* **PAGE EXCERPT**:

Tipjoy: Why Didn't it Take Off? Pathology of a Floundering Web 2.0 Startup - nickb
http://jeffspost.wordpress.com/2008/05/25/why-didnt-it-take-off-pathology-of-a-floundering-web-20-startup/

======
ivankirigin
I wrote this on the blog post a good while ago, but it is still "awaiting
moderation"

\-------------

I’m co-Founder of Tipjoy. We’re very much alive and well, and about to release
some very exciting new features. You will hear more about them soon. We’re
hiring, raising money, getting new office space, and still working hard to
make the service better.

The use of Tipjoy has been consistently growing, and we expect this to
accelerate. Just as you said yourself, it takes more than a few months for a
product to become huge. It’s an iterative process where we listen and learn
from our users and continually add new features for them.

* **GIVEN INSTRUCTION**: Copy out the stretch of the Tipjoy thread from "Tipjoy: Why Didn't" through "the service better.", swapping "hiring" for "recruiting".

* **SUPPLIED RECORDS**:
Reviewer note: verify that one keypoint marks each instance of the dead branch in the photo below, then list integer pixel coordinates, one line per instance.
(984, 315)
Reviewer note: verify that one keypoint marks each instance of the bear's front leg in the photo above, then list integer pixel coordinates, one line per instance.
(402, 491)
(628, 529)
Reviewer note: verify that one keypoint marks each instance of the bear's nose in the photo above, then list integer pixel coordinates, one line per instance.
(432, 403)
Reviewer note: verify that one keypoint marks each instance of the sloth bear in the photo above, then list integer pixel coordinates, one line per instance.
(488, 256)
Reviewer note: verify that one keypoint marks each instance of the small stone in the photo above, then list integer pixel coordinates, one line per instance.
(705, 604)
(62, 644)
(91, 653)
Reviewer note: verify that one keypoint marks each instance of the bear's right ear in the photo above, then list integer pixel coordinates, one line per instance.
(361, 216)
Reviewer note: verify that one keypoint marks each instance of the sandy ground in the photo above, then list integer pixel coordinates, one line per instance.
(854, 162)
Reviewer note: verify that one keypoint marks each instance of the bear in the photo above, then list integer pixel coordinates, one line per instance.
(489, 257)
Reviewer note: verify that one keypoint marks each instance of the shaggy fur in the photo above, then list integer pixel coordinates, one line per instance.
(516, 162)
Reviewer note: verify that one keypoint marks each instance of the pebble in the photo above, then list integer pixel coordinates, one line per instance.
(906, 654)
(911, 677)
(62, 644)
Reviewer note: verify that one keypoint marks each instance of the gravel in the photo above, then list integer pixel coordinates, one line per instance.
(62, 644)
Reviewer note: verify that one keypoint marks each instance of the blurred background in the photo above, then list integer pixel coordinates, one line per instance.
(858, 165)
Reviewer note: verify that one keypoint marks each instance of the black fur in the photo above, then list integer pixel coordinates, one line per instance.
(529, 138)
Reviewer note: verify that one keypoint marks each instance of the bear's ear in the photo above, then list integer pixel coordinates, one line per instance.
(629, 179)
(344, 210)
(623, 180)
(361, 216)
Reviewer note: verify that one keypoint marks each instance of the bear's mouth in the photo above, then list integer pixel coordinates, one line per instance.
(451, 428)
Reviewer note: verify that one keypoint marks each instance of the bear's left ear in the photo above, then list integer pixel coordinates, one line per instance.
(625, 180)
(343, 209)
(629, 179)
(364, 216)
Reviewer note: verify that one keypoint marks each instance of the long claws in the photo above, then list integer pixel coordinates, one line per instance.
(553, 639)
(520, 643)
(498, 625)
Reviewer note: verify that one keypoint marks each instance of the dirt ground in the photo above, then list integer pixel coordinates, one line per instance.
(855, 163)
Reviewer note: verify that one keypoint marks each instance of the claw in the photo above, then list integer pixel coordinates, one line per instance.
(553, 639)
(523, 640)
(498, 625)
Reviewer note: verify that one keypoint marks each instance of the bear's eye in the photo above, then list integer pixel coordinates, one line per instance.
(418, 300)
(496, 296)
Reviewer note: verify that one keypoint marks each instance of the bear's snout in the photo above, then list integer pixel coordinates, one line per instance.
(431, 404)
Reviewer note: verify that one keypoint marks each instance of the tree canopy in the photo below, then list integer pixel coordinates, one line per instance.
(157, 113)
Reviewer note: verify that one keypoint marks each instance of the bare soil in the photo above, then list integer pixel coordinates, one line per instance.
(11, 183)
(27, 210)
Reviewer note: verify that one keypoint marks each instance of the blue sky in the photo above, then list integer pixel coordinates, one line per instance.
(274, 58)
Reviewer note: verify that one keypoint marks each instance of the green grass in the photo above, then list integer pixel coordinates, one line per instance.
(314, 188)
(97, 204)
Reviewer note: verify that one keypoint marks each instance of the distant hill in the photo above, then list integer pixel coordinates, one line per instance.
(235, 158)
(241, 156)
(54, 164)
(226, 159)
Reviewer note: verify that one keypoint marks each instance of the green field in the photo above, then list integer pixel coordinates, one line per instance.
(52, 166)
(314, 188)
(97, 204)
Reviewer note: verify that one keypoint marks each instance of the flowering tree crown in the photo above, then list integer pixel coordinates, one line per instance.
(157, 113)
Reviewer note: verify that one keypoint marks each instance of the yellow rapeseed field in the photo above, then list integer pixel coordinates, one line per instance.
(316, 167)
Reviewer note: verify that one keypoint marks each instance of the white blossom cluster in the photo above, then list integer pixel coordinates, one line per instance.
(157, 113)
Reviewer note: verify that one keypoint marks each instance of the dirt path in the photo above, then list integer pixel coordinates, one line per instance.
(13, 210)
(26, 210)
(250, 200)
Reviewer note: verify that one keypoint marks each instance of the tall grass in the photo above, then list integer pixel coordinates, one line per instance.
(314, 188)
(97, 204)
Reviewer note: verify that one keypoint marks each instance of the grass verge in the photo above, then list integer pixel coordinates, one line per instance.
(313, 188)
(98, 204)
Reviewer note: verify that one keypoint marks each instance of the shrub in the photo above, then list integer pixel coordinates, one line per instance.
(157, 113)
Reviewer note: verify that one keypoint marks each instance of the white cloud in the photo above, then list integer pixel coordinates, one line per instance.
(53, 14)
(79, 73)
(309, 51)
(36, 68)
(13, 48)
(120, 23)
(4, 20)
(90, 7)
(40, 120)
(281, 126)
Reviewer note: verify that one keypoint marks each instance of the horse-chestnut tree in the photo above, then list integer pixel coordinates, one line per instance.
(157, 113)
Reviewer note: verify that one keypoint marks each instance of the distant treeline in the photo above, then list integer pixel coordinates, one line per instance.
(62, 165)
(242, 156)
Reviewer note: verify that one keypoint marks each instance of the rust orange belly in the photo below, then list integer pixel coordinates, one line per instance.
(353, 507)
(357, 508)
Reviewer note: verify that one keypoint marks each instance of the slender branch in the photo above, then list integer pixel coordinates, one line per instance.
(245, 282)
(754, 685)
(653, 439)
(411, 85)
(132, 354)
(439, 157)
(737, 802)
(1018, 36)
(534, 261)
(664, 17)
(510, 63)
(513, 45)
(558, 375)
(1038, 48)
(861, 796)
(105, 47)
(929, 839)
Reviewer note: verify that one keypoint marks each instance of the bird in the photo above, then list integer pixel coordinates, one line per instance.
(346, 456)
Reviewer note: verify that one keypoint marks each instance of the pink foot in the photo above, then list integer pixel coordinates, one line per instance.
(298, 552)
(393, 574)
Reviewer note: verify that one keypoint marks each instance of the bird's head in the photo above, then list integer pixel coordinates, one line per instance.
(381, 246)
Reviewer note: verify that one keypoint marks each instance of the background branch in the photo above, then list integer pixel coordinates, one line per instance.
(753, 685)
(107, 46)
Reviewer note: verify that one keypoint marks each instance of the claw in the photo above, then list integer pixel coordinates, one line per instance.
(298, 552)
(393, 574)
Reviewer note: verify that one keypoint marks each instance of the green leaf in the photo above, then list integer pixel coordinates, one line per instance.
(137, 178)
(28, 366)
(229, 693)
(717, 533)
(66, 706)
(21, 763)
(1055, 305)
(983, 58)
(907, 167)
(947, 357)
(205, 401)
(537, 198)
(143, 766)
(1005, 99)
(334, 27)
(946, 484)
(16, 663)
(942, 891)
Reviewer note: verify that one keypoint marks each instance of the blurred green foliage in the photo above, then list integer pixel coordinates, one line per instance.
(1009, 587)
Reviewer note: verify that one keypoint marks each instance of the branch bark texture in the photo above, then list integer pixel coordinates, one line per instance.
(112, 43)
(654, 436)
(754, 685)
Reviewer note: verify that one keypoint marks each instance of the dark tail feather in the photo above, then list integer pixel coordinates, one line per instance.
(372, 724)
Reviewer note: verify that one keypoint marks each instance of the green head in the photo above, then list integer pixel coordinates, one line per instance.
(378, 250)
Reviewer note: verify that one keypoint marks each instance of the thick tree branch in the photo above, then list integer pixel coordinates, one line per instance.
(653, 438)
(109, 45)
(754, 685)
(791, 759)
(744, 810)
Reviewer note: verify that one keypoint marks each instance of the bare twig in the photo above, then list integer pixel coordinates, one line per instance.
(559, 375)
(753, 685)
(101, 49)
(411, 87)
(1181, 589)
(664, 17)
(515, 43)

* **FULL RESPONSE**:
Tipjoy: Why Didn't it Take Off? Pathology of a Floundering Web 2.0 Startup - nickb
http://jeffspost.wordpress.com/2008/05/25/why-didnt-it-take-off-pathology-of-a-floundering-web-20-startup/

======
ivankirigin
I wrote this on the blog post a good while ago, but it is still "awaiting
moderation"

\-------------

I’m co-Founder of Tipjoy. We’re very much alive and well, and about to release
some very exciting new features. You will hear more about them soon. We’re
recruiting, raising money, getting new office space, and still working hard to
make the service better.